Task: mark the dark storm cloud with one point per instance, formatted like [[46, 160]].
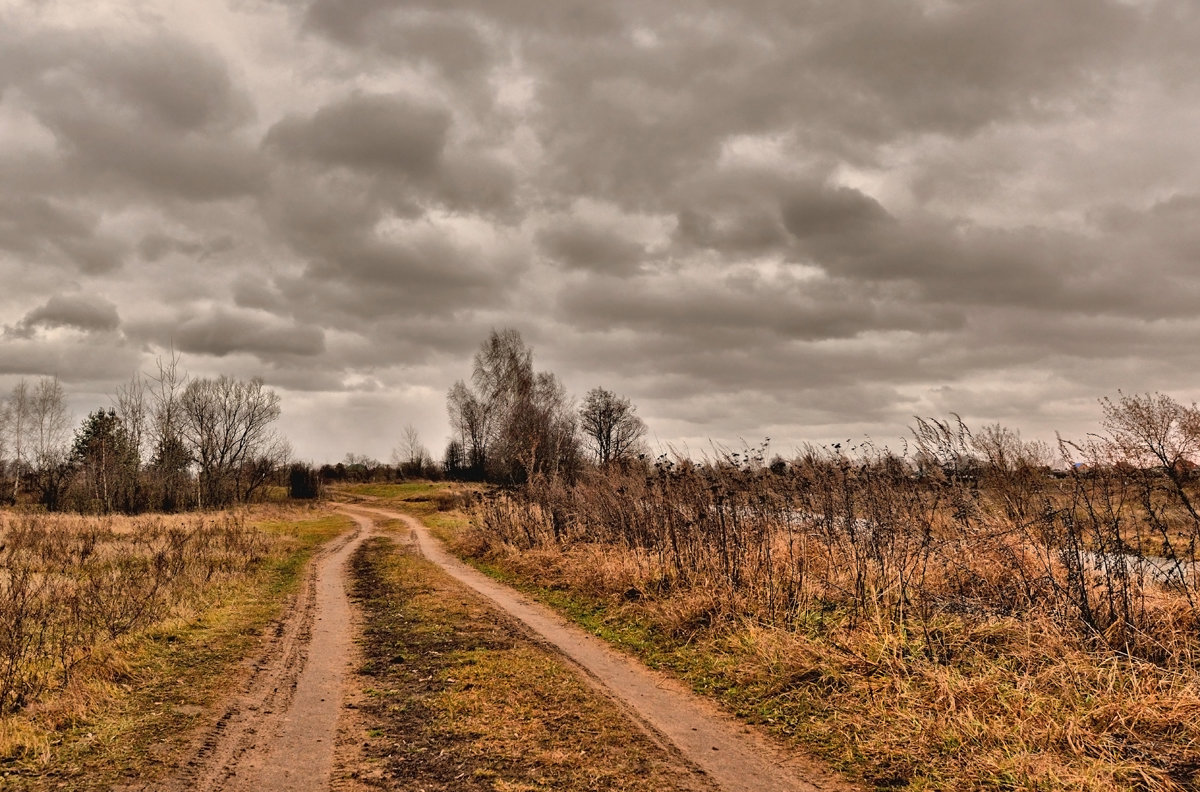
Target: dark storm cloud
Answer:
[[805, 215], [78, 311], [222, 333], [581, 245], [49, 232], [369, 132], [150, 112]]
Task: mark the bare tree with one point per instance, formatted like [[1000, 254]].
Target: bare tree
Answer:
[[18, 419], [1155, 430], [610, 425], [49, 432], [513, 423], [472, 420], [169, 457], [409, 456], [226, 425], [133, 411]]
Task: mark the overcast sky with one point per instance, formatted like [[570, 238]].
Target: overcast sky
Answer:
[[807, 220]]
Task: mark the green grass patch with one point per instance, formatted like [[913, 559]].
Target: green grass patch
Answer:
[[460, 700], [129, 714]]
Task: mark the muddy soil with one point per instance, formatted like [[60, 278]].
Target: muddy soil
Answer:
[[277, 731], [731, 754]]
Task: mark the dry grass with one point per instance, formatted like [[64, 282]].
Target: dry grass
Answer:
[[125, 708], [460, 700], [958, 643]]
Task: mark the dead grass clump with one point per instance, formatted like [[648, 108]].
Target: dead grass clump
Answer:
[[71, 586], [933, 624]]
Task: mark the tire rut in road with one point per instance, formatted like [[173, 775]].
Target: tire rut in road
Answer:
[[733, 756], [279, 731]]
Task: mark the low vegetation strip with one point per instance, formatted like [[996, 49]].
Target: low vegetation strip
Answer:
[[457, 699], [947, 694], [144, 622]]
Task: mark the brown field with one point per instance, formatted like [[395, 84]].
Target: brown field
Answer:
[[995, 631], [120, 631]]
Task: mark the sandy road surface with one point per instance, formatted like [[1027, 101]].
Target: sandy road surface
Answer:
[[735, 757], [277, 732]]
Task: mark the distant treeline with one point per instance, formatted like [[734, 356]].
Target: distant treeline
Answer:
[[513, 424], [167, 443]]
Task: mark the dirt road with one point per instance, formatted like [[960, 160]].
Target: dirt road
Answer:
[[735, 757], [277, 732]]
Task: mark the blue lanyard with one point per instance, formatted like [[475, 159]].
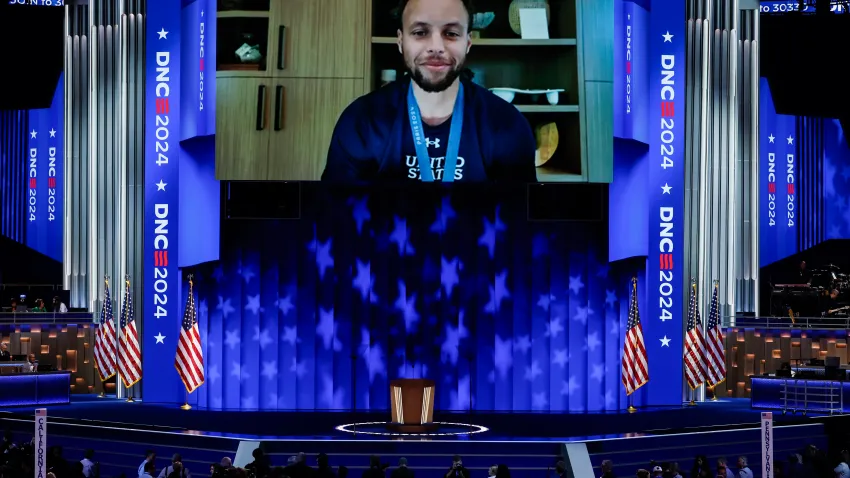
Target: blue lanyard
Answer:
[[419, 140]]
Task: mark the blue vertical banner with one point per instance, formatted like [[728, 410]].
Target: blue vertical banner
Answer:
[[197, 71], [631, 74], [45, 168], [778, 195], [161, 314], [663, 328]]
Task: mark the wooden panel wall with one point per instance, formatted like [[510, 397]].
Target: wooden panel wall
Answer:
[[756, 351], [67, 347]]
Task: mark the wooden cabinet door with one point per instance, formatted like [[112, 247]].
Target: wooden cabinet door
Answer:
[[303, 120], [242, 128], [320, 38]]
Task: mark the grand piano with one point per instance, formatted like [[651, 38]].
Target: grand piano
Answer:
[[19, 387]]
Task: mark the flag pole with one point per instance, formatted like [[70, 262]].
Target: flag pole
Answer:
[[693, 391], [102, 393], [186, 405], [124, 310], [630, 396]]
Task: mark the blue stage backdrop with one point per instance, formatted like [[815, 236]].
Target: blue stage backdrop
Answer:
[[197, 83], [161, 307], [200, 192], [778, 222], [14, 131], [836, 180], [455, 286], [31, 176], [627, 201], [45, 168], [631, 71], [666, 193], [805, 181]]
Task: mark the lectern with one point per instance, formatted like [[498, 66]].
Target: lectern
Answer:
[[412, 408]]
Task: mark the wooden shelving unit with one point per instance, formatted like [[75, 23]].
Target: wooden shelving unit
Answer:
[[500, 58]]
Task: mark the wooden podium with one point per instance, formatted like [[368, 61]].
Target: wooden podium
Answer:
[[412, 408]]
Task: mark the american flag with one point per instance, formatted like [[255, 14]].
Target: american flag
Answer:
[[105, 339], [694, 344], [635, 370], [129, 354], [189, 359], [716, 356]]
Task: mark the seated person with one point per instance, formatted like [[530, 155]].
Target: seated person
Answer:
[[32, 364], [435, 124], [39, 306]]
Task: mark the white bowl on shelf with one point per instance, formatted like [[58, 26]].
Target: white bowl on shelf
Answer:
[[508, 94]]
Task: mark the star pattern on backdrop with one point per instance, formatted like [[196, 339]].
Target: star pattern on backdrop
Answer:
[[401, 288]]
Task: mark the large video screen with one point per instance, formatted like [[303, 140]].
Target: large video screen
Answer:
[[402, 91]]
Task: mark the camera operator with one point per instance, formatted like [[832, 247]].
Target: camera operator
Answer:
[[457, 470]]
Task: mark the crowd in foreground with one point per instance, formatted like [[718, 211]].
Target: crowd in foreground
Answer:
[[16, 461], [810, 462]]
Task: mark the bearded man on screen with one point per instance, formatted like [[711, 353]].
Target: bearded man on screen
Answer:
[[434, 124]]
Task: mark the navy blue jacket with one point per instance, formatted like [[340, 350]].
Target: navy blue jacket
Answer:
[[369, 138]]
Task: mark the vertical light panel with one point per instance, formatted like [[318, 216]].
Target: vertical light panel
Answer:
[[161, 306], [663, 328], [721, 222]]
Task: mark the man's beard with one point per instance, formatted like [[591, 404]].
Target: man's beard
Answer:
[[438, 86]]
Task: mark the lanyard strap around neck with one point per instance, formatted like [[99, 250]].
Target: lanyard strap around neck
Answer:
[[420, 142]]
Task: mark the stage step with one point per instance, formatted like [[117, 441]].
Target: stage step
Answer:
[[428, 458], [633, 453], [120, 450]]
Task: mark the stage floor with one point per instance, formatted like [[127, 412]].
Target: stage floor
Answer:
[[319, 425]]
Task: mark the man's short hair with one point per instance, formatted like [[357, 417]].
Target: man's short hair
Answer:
[[402, 4]]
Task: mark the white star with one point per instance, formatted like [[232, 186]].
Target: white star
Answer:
[[598, 372], [560, 357]]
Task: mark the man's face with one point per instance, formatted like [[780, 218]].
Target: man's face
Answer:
[[434, 42]]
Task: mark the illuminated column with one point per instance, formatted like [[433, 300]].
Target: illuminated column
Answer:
[[722, 156], [104, 91]]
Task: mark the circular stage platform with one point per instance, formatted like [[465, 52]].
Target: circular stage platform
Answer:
[[381, 429]]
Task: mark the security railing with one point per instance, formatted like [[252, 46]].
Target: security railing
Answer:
[[45, 318], [786, 322]]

########################################

[What is expected] Each line in the listing above that includes the word "backdrop" needs to be copied out.

[Task answer]
Task: mark the blue stage backdrop with one point per instance, formatted like [[815, 236]].
Target: blue stage backdrop
Task: mark the star pattern on backdrop with one point per instance, formatted like [[196, 339]].
Target: star pattern on backdrop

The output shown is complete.